=== Begin Enclosure ===
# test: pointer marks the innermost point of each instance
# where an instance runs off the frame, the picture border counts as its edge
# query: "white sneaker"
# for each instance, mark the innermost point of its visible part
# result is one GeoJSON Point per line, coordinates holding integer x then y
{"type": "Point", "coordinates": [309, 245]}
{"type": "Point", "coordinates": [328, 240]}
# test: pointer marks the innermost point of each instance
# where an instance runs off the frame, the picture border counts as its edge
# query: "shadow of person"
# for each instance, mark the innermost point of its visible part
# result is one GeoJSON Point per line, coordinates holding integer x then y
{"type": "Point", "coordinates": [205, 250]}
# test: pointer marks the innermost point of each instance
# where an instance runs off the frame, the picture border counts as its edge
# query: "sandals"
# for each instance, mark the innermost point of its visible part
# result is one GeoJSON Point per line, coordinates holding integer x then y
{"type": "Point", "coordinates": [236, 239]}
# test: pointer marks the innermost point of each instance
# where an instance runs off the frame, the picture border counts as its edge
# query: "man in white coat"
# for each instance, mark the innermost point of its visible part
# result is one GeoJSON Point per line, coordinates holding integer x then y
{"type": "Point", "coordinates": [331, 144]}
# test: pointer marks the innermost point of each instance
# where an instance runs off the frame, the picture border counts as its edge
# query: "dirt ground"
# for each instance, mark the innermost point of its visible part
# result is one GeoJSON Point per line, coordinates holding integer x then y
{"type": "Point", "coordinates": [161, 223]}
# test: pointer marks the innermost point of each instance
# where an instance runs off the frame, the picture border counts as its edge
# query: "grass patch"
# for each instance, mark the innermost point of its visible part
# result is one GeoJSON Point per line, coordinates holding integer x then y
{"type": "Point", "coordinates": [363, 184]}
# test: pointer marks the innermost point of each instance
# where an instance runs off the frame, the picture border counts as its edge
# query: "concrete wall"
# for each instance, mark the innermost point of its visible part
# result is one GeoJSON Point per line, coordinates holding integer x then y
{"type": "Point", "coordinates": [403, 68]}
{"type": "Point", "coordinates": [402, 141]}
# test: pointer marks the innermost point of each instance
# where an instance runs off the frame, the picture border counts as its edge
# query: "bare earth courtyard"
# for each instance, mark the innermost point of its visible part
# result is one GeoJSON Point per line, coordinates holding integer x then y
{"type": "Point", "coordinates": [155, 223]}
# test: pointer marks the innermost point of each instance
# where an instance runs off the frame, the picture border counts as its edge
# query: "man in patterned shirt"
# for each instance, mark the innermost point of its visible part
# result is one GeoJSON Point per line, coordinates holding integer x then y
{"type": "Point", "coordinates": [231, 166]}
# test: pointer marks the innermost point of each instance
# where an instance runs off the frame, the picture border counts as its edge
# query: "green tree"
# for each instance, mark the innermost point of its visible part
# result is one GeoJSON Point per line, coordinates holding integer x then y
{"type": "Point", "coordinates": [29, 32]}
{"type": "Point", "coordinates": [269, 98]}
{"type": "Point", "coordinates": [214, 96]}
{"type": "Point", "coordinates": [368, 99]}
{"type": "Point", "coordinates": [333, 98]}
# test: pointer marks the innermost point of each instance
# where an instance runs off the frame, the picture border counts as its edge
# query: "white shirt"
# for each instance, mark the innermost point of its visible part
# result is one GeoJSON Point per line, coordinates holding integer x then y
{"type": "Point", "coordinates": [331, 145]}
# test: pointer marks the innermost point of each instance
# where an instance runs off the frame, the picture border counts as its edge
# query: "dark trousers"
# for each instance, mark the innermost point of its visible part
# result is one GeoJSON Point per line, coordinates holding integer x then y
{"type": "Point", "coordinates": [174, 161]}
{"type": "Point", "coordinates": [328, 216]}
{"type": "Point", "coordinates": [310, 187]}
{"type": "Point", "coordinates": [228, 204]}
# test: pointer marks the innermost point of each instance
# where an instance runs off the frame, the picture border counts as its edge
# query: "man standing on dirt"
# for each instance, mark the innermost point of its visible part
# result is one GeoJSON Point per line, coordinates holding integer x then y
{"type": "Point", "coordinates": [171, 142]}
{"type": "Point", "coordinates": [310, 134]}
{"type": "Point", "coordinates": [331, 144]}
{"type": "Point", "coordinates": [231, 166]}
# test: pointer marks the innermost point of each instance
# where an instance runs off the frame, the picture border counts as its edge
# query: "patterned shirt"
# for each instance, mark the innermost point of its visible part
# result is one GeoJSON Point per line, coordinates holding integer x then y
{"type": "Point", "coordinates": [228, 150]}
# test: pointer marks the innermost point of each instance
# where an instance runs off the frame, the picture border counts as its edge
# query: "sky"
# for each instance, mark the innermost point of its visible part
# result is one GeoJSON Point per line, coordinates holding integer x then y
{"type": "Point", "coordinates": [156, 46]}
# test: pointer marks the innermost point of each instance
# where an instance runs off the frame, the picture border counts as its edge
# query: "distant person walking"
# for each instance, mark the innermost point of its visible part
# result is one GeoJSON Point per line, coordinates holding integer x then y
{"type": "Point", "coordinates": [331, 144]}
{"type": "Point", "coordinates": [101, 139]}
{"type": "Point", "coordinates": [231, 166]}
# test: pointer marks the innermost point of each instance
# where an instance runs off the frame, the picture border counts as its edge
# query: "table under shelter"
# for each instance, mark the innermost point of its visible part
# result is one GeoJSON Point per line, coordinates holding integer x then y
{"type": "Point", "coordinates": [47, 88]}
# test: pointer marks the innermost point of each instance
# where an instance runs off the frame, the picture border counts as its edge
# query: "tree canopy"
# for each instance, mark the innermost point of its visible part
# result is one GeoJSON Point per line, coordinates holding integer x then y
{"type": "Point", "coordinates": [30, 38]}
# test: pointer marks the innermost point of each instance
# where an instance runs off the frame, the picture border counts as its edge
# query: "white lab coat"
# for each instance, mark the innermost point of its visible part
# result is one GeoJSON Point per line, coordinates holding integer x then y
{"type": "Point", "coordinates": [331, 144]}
=== End Enclosure ===
Task description.
All lines of the entries above where "white" turns up should be reported.

Result of this task.
# query: "white sneaker"
# query: "man in white coat"
# query: "white shirt"
# query: "white lab coat"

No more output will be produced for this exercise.